• [TEXT TO READ]
Bringing Deep Learning Models to Life: From Research to Real-World Applications

Developing a state-of-the-art deep learning model is an impressive feat, but its true value lies in its application to real-world problems. While research is undeniably fascinating, the ultimate goal is often to leverage these advancements to create solutions that can be utilized by everyday users. In the realm of deep learning, many models are deployed as web or mobile applications, making them accessible and functional in practical scenarios.

In this article series, we will embark on a journey to take our image segmentation model, expose it via an API using Flask, and deploy it in a production environment. If you’re new to this series, let’s recap: we started with a simple U-Net model in a Colab notebook that performs image segmentation, and we transformed it into a full-scale, highly-optimized project. Now, we will serve it to real users at scale. For more details, check out the previous article or our GitHub repository.

Our end goal is to create a fully functional service that can be accessed by clients/users to perform segmentation in real-time. If you’re not familiar with building client-server applications, don’t worry! We’ll break down the fundamental concepts to guide you through the process.

• [OBJECTIVES]
1) In the text on deploying deep learning models, which framework will be used to expose the model via an API?
2) Rewrite the text on deploying deep learning models from "In this article" to "through the process.", putting "FastAPI" in place of "Flask".
None of the material plays any part in this.

• [MATERIAL]
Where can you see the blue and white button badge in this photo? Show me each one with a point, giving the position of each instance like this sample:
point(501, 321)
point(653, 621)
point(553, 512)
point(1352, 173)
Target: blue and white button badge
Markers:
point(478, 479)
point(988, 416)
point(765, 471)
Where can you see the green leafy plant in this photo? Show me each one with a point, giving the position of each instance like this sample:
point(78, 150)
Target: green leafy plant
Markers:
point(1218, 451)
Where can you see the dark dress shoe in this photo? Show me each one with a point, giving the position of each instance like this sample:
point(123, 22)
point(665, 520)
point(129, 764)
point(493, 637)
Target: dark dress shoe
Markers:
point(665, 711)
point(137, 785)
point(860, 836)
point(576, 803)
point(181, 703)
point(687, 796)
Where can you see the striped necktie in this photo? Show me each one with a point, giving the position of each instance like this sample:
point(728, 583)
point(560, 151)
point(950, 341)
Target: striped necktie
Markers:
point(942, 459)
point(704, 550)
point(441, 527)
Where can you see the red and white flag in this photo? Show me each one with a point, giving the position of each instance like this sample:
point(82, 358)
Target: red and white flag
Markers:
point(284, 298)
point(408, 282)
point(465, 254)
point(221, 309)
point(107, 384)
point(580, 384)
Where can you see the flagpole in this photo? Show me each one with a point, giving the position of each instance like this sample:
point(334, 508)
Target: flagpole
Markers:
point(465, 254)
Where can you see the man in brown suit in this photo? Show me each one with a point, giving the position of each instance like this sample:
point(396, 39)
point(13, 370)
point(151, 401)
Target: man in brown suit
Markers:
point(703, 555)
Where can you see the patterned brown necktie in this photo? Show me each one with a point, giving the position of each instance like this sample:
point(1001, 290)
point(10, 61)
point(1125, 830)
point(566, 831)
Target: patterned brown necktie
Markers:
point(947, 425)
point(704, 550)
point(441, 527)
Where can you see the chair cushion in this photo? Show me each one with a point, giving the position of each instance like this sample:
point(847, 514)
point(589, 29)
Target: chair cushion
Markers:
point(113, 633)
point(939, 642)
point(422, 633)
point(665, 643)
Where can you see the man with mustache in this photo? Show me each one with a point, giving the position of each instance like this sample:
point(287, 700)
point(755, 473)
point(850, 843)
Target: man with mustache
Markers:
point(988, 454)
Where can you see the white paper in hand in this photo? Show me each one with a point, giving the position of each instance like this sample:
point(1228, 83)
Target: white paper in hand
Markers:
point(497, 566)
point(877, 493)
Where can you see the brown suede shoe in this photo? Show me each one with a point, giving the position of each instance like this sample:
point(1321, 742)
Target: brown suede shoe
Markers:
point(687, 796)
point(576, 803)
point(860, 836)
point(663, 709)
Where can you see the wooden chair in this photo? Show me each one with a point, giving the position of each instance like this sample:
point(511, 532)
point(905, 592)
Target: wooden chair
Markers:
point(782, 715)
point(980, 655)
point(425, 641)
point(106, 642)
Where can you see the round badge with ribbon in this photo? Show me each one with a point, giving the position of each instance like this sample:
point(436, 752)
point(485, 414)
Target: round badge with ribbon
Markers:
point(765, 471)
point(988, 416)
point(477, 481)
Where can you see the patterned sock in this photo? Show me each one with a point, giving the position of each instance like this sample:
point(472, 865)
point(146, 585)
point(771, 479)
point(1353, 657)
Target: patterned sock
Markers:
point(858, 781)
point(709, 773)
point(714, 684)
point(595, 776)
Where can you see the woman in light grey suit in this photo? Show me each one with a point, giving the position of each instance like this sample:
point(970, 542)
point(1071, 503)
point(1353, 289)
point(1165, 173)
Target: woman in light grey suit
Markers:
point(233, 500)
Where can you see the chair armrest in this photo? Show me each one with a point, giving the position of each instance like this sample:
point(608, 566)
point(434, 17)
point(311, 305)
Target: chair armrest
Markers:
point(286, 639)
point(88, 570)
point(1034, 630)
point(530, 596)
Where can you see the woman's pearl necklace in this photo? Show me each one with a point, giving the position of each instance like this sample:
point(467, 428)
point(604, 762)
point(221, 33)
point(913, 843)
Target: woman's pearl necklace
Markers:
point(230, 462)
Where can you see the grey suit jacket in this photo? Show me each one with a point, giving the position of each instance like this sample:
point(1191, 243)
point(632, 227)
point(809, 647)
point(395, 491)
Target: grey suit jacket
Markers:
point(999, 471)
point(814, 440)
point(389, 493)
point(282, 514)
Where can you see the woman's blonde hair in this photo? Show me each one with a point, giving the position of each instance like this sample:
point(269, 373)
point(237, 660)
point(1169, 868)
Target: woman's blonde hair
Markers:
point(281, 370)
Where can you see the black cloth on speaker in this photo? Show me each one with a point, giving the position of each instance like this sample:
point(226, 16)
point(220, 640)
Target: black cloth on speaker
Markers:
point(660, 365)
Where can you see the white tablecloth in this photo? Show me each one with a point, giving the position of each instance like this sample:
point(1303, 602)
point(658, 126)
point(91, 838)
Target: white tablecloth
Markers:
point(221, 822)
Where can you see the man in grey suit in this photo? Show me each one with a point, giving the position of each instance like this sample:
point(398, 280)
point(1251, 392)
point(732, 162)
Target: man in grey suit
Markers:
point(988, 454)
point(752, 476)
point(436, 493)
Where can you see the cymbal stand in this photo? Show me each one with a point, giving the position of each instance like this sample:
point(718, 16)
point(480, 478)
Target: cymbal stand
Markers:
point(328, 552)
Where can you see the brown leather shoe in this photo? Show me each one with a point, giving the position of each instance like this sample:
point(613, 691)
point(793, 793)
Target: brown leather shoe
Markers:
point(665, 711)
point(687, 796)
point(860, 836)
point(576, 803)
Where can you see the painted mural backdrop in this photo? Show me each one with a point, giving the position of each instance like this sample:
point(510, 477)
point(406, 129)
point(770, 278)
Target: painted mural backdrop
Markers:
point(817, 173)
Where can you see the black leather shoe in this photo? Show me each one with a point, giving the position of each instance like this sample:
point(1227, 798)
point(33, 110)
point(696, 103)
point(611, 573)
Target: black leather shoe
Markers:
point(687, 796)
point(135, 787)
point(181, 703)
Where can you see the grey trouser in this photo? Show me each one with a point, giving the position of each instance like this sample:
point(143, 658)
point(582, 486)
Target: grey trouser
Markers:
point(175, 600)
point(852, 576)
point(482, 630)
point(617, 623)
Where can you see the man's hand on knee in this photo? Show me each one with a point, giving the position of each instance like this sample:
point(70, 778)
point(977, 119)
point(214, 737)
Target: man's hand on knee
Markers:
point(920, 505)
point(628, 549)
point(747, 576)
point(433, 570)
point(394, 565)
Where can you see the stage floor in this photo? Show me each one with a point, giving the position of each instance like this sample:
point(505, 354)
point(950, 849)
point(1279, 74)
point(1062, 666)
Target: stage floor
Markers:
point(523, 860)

• [TASK-BY-TASK RESULTS]
1) Flask

2)
In this article series, we will embark on a journey to take our image segmentation model, expose it via an API using FastAPI, and deploy it in a production environment. If you’re new to this series, let’s recap: we started with a simple U-Net model in a Colab notebook that performs image segmentation, and we transformed it into a full-scale, highly-optimized project. Now, we will serve it to real users at scale. For more details, check out the previous article or our GitHub repository.

Our end goal is to create a fully functional service that can be accessed by clients/users to perform segmentation in real-time. If you’re not familiar with building client-server applications, don’t worry! We’ll break down the fundamental concepts to guide you through the process.